Recorded data>
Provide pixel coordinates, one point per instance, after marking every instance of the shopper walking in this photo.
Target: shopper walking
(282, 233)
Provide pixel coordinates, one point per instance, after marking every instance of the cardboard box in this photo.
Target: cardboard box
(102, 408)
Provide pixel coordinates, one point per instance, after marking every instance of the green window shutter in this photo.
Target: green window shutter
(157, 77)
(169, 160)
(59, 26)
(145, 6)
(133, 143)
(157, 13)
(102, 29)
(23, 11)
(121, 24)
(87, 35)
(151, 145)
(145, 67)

Work item> Every line of the data is to be retyped without alteration.

Answer box>
Provide pixel coordinates, one point per instance, after marking every instance of the shopper walking in this photo.
Target: shopper walking
(282, 233)
Provide pixel coordinates, one point per instance, after marking every instance of the cardboard box in this photo.
Target: cardboard box
(102, 408)
Provide pixel coordinates, one point per instance, after marking every instance of the green window shutter in this photo.
Target: green window shutter
(157, 77)
(169, 160)
(59, 26)
(145, 6)
(133, 143)
(157, 13)
(102, 29)
(23, 11)
(121, 24)
(87, 35)
(151, 145)
(145, 67)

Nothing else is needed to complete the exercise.